_QUOTED PASSAGE_
※ ※ ※

When the butterfly emerged from the chrysalis, the bear from its cave, me from my couch, what were the clearest signals that the winter of our forced hibernation was approaching a possible end? Live music. Shoulder to shoulder, whether the room be dank or halls be hallowed. Breathing, singing, dancing, drinking, sweating. Together. Live music was the harbinger of a return to life as we knew it and life as we need it. All this to say, SXSW Music 2023, the first SXSW where the c-word was not a primary, secondary, or even tertiary concern, was loaded with a collective emotional heft that largely went unspoken but was omnipresent nonetheless.
For me, the initial feels were unleashed before I even got there. My Uber to LAX was helmed by a driver who in 25 minutes of gravitas through rain-soaked Los Angeles, waxed philosophical about Miles Davis, Marvin Gaye, and the intersection of talent, discipline, courage, joy, sacrifice, magic, audacity, and pain that result in the creation of musical genius. Me and my unexpected sensei went deep and I was surprised to find our conversation drifting more toward Marvin than Miles. His style, visual and sonic, his defiance of expectations, his groundbreaking, iconoclastic, and now immortal rendering of the national anthem at the 1983 NBA all star game. My dialogue with this gentleman had me so amped to see bands that by the time I got situated in Austin on a Monday night, I couldn’t wait to get in it.
But what “it” was, was not quite the “it” that I expected. Police outnumbered civilians 2 to 1, a ratio that locals later informed me far eclipsed the numbers of years past, and roadblocks and barricades made access to downtown a dance that one had to master without the aid of Google Maps or Waze. Thankfully my Uber driver was a late middle aged lady who looked like a librarian in the sheets but drove like a freak in the streets. Unfazed by traffic cones and street signs, she blew past a few road closures, offering a matronly smile and a faux-innocent shrug that kindly said “oopsie” to the bewildered traffic cops, and then weaved her way through a maze of one way alleys (usually the wrong way) until we were at the doorsteps to the convention center. She was fly. 5-star rating. Alas, the night was not.

※ ※ ※

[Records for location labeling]

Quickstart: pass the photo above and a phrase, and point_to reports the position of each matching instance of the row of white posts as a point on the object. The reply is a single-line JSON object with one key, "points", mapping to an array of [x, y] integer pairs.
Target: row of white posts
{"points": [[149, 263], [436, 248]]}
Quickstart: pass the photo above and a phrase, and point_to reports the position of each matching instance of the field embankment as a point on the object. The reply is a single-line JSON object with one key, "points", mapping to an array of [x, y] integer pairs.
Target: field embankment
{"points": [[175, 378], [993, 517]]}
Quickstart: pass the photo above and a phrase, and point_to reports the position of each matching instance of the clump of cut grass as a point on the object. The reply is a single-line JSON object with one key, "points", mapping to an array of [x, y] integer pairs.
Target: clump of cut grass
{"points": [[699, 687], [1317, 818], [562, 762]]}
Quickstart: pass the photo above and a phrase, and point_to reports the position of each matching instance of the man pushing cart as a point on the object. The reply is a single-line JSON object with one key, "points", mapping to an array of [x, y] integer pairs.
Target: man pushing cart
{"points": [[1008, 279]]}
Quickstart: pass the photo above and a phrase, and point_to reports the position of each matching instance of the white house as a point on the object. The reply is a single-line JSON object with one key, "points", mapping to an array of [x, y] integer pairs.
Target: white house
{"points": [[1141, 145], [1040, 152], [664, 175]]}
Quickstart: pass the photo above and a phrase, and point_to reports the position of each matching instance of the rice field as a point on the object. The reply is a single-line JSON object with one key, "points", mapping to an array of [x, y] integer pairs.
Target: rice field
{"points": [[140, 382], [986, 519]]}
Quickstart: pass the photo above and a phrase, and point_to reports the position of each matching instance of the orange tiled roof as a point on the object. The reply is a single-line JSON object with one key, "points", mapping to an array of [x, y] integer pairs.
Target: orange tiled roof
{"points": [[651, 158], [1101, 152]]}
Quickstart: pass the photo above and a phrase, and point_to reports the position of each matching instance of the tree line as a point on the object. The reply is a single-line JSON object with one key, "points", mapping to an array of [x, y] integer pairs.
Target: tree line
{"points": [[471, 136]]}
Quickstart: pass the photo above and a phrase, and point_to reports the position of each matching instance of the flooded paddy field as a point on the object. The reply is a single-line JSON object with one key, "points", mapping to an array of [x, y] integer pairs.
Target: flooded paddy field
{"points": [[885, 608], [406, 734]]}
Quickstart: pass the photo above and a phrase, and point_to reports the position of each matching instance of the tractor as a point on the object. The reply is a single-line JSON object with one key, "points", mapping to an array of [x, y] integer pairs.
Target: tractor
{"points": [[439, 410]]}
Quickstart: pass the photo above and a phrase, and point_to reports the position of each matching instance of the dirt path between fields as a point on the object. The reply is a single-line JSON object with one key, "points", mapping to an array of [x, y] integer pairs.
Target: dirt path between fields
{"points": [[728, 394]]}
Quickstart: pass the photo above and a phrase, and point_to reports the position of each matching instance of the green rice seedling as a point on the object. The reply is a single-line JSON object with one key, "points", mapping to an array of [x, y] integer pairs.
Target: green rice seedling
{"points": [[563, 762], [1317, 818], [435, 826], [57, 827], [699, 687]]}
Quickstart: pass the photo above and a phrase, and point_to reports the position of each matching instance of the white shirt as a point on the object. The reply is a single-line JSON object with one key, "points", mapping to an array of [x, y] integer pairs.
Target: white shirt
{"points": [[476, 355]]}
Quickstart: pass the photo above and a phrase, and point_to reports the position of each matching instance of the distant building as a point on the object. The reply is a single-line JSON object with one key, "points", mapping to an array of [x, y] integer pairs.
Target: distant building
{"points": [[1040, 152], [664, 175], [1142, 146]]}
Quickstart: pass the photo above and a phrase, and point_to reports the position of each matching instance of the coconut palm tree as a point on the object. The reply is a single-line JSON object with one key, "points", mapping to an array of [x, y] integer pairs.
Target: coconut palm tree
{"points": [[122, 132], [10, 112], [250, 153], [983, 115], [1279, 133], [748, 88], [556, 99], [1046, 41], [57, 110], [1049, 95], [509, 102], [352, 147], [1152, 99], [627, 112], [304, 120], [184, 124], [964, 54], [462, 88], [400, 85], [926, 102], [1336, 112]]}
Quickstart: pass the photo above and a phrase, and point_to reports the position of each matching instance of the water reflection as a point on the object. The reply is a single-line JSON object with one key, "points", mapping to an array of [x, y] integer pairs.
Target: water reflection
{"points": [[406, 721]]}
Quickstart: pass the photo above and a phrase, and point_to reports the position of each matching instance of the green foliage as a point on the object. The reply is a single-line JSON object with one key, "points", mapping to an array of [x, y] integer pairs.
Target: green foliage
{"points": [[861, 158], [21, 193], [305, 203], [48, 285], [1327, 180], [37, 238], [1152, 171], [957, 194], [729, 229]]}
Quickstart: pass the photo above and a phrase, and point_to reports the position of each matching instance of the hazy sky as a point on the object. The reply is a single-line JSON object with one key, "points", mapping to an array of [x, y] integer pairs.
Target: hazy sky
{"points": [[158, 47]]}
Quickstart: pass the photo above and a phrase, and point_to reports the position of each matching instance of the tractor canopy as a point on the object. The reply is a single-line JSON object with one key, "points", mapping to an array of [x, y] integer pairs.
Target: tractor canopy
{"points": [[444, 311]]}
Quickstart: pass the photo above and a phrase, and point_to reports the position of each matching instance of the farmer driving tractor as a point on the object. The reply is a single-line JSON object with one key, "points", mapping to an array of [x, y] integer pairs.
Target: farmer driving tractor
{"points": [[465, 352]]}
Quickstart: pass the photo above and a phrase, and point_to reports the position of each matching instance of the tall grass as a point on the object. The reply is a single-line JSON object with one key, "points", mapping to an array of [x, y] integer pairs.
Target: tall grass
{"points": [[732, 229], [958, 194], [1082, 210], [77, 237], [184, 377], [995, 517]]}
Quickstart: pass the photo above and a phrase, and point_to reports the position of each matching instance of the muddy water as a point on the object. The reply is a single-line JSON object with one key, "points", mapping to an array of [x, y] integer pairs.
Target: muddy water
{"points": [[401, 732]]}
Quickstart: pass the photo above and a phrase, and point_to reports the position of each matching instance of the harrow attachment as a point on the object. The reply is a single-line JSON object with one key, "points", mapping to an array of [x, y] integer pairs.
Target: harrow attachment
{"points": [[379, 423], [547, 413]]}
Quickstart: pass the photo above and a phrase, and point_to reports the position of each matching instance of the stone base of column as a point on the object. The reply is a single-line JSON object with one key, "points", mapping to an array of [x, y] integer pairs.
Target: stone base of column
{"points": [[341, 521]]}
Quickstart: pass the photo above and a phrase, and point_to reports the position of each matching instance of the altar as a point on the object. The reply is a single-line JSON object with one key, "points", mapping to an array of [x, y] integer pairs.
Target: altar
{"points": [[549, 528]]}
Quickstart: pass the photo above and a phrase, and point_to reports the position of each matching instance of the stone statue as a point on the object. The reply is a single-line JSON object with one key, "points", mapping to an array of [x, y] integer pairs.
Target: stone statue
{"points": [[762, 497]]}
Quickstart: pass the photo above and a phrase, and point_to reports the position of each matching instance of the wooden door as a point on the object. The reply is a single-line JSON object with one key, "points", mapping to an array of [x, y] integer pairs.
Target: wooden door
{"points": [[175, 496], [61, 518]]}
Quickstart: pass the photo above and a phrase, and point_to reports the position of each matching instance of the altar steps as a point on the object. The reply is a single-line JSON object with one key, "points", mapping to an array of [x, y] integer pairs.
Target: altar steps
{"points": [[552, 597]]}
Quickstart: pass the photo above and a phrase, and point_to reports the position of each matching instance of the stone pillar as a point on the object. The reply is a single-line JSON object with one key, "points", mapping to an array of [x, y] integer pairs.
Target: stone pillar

※ ※ ※

_EXERCISE SET_
a - Retype the part of the SXSW piece that begins at the words "For me, the" and ends after the words "to get in it.".
b - In the SXSW piece, at what event did Marvin Gaye perform the rendering of the national anthem that came up in the Uber conversation?
c - Using the SXSW piece, explain why SXSW Music 2023 carried a collective emotional heft.
The listing plays no part in what is asked here.

_RESULTS FOR EACH TASK_
a -
For me, the initial feels were unleashed before I even got there. My Uber to LAX was helmed by a driver who in 25 minutes of gravitas through rain-soaked Los Angeles, waxed philosophical about Miles Davis, Marvin Gaye, and the intersection of talent, discipline, courage, joy, sacrifice, magic, audacity, and pain that result in the creation of musical genius. Me and my unexpected sensei went deep and I was surprised to find our conversation drifting more toward Marvin than Miles. His style, visual and sonic, his defiance of expectations, his groundbreaking, iconoclastic, and now immortal rendering of the national anthem at the 1983 NBA all star game. My dialogue with this gentleman had me so amped to see bands that by the time I got situated in Austin on a Monday night, I couldn’t wait to get in it.

b - At the 1983 NBA all star game.

c - It was the first SXSW where the c-word was not a primary, secondary, or even tertiary concern. After the winter of forced hibernation, live music was the harbinger of a return to life as we knew it and life as we need it.